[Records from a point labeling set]
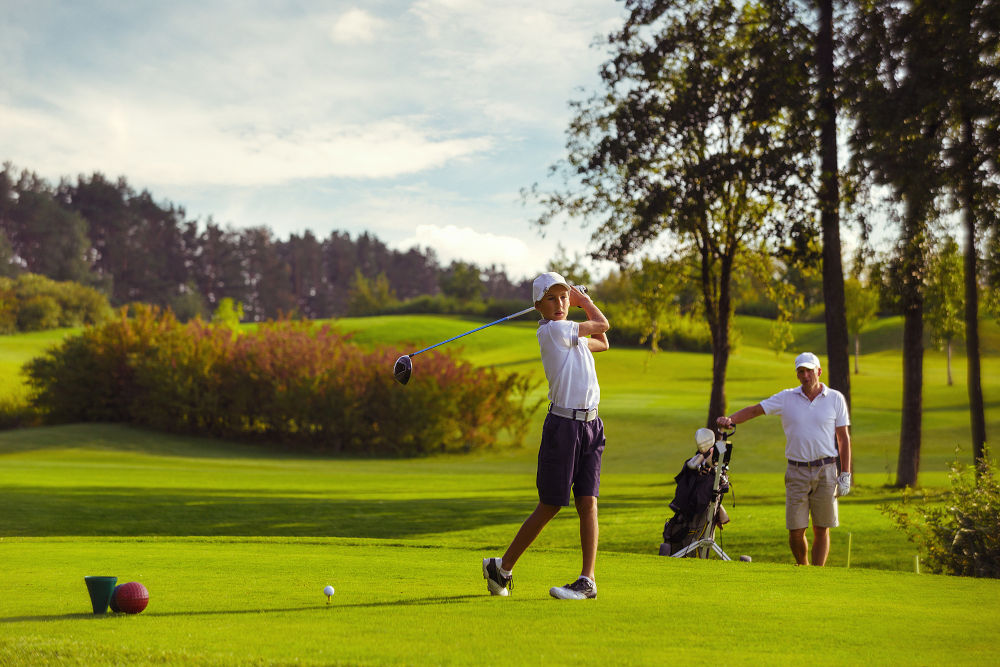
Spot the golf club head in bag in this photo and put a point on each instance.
(402, 370)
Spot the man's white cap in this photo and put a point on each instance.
(544, 283)
(807, 360)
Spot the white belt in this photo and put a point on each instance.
(570, 413)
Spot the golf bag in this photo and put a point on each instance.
(697, 506)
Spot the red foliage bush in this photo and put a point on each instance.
(305, 386)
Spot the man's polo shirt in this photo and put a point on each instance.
(810, 426)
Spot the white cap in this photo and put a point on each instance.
(704, 438)
(544, 283)
(807, 360)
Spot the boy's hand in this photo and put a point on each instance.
(577, 298)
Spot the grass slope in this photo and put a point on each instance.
(236, 542)
(235, 601)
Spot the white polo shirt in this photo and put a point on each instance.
(810, 426)
(569, 365)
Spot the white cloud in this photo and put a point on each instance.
(452, 242)
(355, 26)
(176, 145)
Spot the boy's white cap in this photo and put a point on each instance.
(544, 283)
(807, 360)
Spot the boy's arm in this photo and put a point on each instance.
(596, 322)
(598, 343)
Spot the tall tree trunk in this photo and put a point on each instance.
(950, 383)
(913, 269)
(857, 351)
(977, 413)
(838, 362)
(719, 324)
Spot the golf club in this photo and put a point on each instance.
(403, 367)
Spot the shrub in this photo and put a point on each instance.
(286, 381)
(37, 313)
(960, 535)
(34, 303)
(675, 332)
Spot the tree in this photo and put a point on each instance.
(861, 303)
(693, 140)
(897, 140)
(969, 83)
(368, 297)
(944, 296)
(44, 238)
(654, 284)
(829, 205)
(462, 281)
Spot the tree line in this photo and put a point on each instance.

▶ **What the exercise asks**:
The records shown above are to be repeated exactly, with the pictures left out.

▶ **Exercise result**:
Spot the golf club head in bag in this photo and put a point on each instance.
(402, 370)
Spot the man's white cap in this photo and put a point on each instance.
(544, 283)
(807, 360)
Spot the white belt in this photo and put a point on each instance.
(570, 413)
Spot the golf bag in this photo and put a point on each instance.
(697, 506)
Spot the red foliage bush in this photo and put a point on each instance.
(305, 386)
Spot the man's polo shirt in this photo and put a point on each instance.
(810, 426)
Spot the white cap in this photo and put a point on each instance.
(704, 438)
(544, 283)
(807, 360)
Spot the boy's hand in this photo and put a point on each instance.
(577, 298)
Spot the grass slope in this photo and put a point on each instance.
(236, 542)
(235, 601)
Spot the white polo shirt in this photo and put a point on each instance.
(810, 426)
(569, 365)
Spot the white cloud in this photo and put a point on each instance.
(452, 242)
(355, 26)
(176, 145)
Spot the boy's white cap in this photo and put a point on each instance.
(544, 283)
(807, 360)
Spot the boy's arm in this photo and put a point on each instance.
(596, 322)
(598, 343)
Spot the tall tree trunk in this photo and put a point on each instance.
(950, 383)
(913, 269)
(857, 351)
(977, 413)
(838, 362)
(719, 324)
Spot the golf club in this photo and put a point on each instance.
(403, 367)
Spot the shrub in this photo and put a point on each instance.
(286, 381)
(37, 313)
(960, 535)
(34, 303)
(675, 332)
Spot the tree in this photo and put a point on each instance.
(861, 303)
(693, 140)
(897, 140)
(969, 83)
(368, 297)
(944, 296)
(44, 238)
(654, 284)
(829, 205)
(462, 281)
Spot the tree line in this photo and put a point on each instance.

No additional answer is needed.